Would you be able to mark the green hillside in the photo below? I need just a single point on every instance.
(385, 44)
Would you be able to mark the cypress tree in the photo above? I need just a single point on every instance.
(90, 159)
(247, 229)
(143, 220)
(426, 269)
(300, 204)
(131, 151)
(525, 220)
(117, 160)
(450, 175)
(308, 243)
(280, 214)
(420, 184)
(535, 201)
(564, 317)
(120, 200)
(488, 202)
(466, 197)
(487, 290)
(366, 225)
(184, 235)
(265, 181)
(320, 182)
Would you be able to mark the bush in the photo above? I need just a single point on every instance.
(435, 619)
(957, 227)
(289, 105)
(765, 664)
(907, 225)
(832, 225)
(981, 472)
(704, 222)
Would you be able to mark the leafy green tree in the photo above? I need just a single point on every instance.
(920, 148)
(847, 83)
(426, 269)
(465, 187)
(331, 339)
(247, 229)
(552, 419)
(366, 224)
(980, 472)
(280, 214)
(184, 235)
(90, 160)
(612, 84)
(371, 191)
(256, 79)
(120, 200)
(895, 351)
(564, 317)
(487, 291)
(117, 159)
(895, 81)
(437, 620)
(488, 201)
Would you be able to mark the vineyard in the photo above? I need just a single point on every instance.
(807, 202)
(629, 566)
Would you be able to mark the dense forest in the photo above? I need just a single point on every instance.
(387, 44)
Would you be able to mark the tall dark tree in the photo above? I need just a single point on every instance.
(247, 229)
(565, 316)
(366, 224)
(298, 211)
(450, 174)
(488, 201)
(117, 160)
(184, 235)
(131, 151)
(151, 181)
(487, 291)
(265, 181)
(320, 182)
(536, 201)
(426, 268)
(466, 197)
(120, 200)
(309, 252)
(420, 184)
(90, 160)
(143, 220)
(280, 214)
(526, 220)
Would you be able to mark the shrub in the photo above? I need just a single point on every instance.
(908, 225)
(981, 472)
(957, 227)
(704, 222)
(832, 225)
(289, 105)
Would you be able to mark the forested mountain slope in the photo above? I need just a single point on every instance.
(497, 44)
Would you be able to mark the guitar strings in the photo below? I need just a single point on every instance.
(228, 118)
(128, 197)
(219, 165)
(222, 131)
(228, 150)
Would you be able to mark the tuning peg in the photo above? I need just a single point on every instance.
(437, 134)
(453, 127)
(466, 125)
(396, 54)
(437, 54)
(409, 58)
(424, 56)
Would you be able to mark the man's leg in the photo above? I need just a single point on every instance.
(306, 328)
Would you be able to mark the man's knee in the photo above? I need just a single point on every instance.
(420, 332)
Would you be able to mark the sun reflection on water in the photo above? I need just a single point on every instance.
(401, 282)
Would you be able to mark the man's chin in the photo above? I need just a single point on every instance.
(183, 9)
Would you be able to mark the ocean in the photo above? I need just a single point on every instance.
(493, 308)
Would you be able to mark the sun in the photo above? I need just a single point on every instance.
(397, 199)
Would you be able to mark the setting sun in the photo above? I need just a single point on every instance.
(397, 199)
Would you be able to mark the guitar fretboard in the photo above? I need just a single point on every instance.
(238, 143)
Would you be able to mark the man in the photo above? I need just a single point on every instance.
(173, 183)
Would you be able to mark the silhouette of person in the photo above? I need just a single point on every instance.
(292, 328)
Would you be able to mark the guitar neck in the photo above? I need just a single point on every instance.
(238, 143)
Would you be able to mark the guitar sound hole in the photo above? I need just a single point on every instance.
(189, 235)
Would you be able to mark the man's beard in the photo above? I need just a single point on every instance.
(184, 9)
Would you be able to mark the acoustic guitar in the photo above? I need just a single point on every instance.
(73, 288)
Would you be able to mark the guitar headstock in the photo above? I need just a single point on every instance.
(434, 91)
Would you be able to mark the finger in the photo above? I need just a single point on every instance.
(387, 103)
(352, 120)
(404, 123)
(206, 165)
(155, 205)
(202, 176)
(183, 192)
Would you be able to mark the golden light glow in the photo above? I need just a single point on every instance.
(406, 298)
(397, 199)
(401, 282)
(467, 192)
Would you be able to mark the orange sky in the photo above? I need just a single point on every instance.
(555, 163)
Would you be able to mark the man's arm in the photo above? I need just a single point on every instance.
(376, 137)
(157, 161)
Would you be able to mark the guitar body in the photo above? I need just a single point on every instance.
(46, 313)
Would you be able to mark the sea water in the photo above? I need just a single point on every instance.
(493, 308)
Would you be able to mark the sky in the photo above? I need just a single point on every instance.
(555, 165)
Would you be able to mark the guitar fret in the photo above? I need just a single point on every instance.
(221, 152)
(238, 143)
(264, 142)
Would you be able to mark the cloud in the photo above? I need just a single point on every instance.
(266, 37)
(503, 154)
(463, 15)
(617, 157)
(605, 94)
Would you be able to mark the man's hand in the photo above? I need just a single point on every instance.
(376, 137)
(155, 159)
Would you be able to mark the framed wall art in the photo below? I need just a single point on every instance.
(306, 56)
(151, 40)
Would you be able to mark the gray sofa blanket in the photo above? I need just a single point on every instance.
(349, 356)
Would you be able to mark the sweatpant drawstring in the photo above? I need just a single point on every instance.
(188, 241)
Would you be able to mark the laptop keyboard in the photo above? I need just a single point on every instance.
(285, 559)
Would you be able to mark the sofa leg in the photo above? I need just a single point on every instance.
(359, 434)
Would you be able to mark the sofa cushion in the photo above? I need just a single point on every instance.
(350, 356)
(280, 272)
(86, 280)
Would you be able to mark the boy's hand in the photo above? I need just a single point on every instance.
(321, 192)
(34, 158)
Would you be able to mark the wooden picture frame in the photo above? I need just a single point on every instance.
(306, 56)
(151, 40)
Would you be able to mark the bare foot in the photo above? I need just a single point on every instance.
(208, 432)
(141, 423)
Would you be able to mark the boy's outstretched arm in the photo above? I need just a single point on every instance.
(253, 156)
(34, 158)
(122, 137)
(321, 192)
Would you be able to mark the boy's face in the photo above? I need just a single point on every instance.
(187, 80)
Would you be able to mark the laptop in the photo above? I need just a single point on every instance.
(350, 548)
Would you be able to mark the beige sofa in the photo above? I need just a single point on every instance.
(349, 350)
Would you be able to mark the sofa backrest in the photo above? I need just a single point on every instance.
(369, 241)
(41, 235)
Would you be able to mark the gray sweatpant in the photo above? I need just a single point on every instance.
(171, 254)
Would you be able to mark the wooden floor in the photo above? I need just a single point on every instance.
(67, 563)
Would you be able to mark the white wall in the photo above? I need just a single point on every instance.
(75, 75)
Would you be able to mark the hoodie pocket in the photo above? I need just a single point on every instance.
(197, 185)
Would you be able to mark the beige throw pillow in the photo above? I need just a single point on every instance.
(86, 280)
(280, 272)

______

== EXERCISE ==
Repeat the whole of the data verbatim, as it reads above.

== RESPONSE ==
Would you be able to mark the green hillside in the photo below? I need just a single point on every instance.
(385, 44)
Would you be able to mark the cypress tree in the photo above? I need just a single point on every instance.
(90, 159)
(247, 229)
(143, 220)
(426, 269)
(300, 204)
(131, 151)
(525, 220)
(117, 160)
(450, 175)
(308, 243)
(280, 214)
(420, 184)
(535, 201)
(564, 317)
(120, 200)
(488, 202)
(466, 197)
(487, 290)
(366, 225)
(184, 235)
(265, 181)
(320, 182)
Would you be able to mark the bush in the photo above? I need just a single point on every instance.
(435, 619)
(957, 227)
(289, 105)
(765, 664)
(907, 225)
(832, 225)
(981, 472)
(704, 222)
Would you be able to mark the leafy green tree in the photo above? I need just a single point on every instance.
(920, 148)
(847, 83)
(426, 269)
(465, 187)
(331, 339)
(247, 229)
(552, 419)
(366, 224)
(980, 472)
(280, 214)
(184, 235)
(90, 160)
(612, 84)
(371, 191)
(256, 79)
(120, 200)
(895, 351)
(564, 317)
(487, 291)
(117, 159)
(895, 81)
(437, 620)
(488, 201)
Would you be able to mark the vineyard in the photo above? I need just a single point on every instance.
(807, 202)
(629, 566)
Would you be able to mark the dense forest in the photo above? I need just a single point on every instance.
(387, 44)
Would you be able to mark the tall dark tree in the photo above? I need just a single point on every instance.
(247, 229)
(565, 316)
(366, 224)
(298, 211)
(450, 174)
(488, 201)
(117, 160)
(184, 235)
(131, 151)
(151, 181)
(487, 291)
(265, 181)
(320, 182)
(536, 201)
(426, 268)
(466, 197)
(120, 200)
(309, 252)
(420, 184)
(90, 160)
(143, 220)
(280, 214)
(526, 220)
Would you be able to mark the shrub in the photo above? I need just a single point on every instance.
(908, 225)
(981, 472)
(957, 227)
(704, 222)
(832, 225)
(289, 105)
Would you be able to mark the forested mountain slope in the photo above? I need just a single point on every instance.
(497, 44)
Would you be able to mark the guitar strings in the photo below? I need just a single point on every instance.
(228, 118)
(128, 197)
(219, 165)
(222, 131)
(228, 150)
Would you be able to mark the tuning peg in the photo above? I need just a single point on every instance.
(437, 134)
(453, 127)
(466, 125)
(396, 54)
(437, 54)
(409, 58)
(424, 56)
Would you be able to mark the man's leg in the photo above? I need just a single point on every instance.
(306, 328)
Would you be able to mark the man's knee in the photo above? I need just a single point on every instance.
(420, 332)
Would you be able to mark the sun reflection on water in the photo above? I need just a single point on every instance.
(401, 282)
Would you be able to mark the man's chin in the photo above? I need just a single point on every instance.
(183, 9)
Would you be able to mark the ocean in the photo above? I need just a single point on every instance.
(493, 308)
Would you be able to mark the sun in the photo above? I need just a single point on every instance.
(397, 199)
Would you be able to mark the setting sun in the photo above? I need just a single point on every instance.
(397, 199)
Would you be able to mark the guitar fretboard in the photo above? I need just a single point on every instance.
(238, 143)
Would you be able to mark the man in the photo above? I need just a single point on every instance.
(173, 183)
Would you be able to mark the silhouette of person in the photo above? I need just a single point on every instance.
(292, 328)
Would you be able to mark the guitar neck in the photo above? I need just a single point on every instance.
(238, 143)
Would you be able to mark the guitar sound hole in the photo above? I need just a single point on every instance.
(189, 235)
Would you be able to mark the man's beard in the photo above? I need just a single point on every instance.
(184, 9)
Would you be able to mark the acoustic guitar in the photo above? I need just a single point on every instance.
(73, 288)
Would you be able to mark the guitar headstock in the photo above? I need just a single point on every instance.
(434, 91)
Would you be able to mark the finger in the photo above? I need just a single point on every instance.
(387, 103)
(352, 120)
(404, 123)
(206, 165)
(155, 205)
(202, 176)
(183, 192)
Would you be able to mark the golden light glow in the photo above? I need just a single point on every instance.
(406, 298)
(397, 199)
(401, 282)
(467, 192)
Would you be able to mark the orange sky in the photo above? I need just a single point on every instance.
(555, 163)
Would you be able to mark the man's arm in the photo above? I need just a single point on every instance.
(376, 137)
(157, 161)
Would you be able to mark the guitar body in the photo above? I need just a single point on every instance.
(46, 313)
Would you be able to mark the sea water in the photo above? I need just a single point on every instance.
(493, 308)
Would you be able to mark the sky in the photo above? I need just a single point on every instance.
(555, 165)
Would you be able to mark the guitar fret in the photo above? I need just a single point on every instance.
(221, 152)
(238, 143)
(264, 142)
Would you be able to mark the cloud in the photo above? I need just a single point on every instance.
(266, 37)
(503, 154)
(463, 15)
(617, 157)
(605, 94)
Would you be able to mark the man's hand in the photo above? I need just a single point on every instance.
(376, 137)
(155, 159)
Would you be able to mark the framed wall art in the photo below? I need just a single point on every instance.
(306, 56)
(151, 40)
Would you be able to mark the gray sofa blanket in the photo above? I need just a single point on every instance.
(349, 356)
Would you be able to mark the sweatpant drawstring in the photo above? I need just a single point on every instance.
(188, 241)
Would you be able to mark the laptop keyboard in the photo above? I need just a single point on every instance.
(285, 559)
Would you be able to mark the sofa leg in the photo above? I need just a single point on every instance.
(359, 434)
Would you be able to mark the sofa cushion in the photo above? I need just a single point on every instance.
(350, 356)
(280, 272)
(86, 280)
Would you be able to mark the boy's hand in the photo above? I need just a single point on every instance.
(321, 192)
(34, 158)
Would you be able to mark the wooden picture frame in the photo above? I need just a single point on every instance.
(306, 56)
(151, 40)
Would you be able to mark the bare foot in the photo above? I need just a single point on every instance.
(208, 432)
(141, 423)
Would you be able to mark the boy's outstretched arm in the photo above? I need just a single point on every instance.
(253, 156)
(34, 158)
(122, 137)
(321, 192)
Would you be able to mark the boy's face in the photo above? I need just a single point on every instance.
(187, 80)
Would you be able to mark the laptop in the photo above? I need just a single point on every instance.
(350, 548)
Would you be able to mark the beige sofa in the photo above? I need just a single point on every instance.
(349, 350)
Would you be able to mark the sofa backrest in the photo above? I need just a single point on every instance.
(369, 241)
(41, 235)
Would you be able to mark the gray sweatpant in the photo above? I need just a single point on every instance.
(171, 254)
Would you be able to mark the wooden floor in the photo above? I need just a single point on every instance.
(67, 563)
Would you be able to mark the white wall in the photo above? I need just a single point on every instance.
(75, 75)
Would you be able to mark the hoodie pocket in the photo above? I need just a single point on every instance.
(197, 185)
Would you be able to mark the beige throw pillow in the photo above? I need just a single point on every instance.
(86, 280)
(280, 272)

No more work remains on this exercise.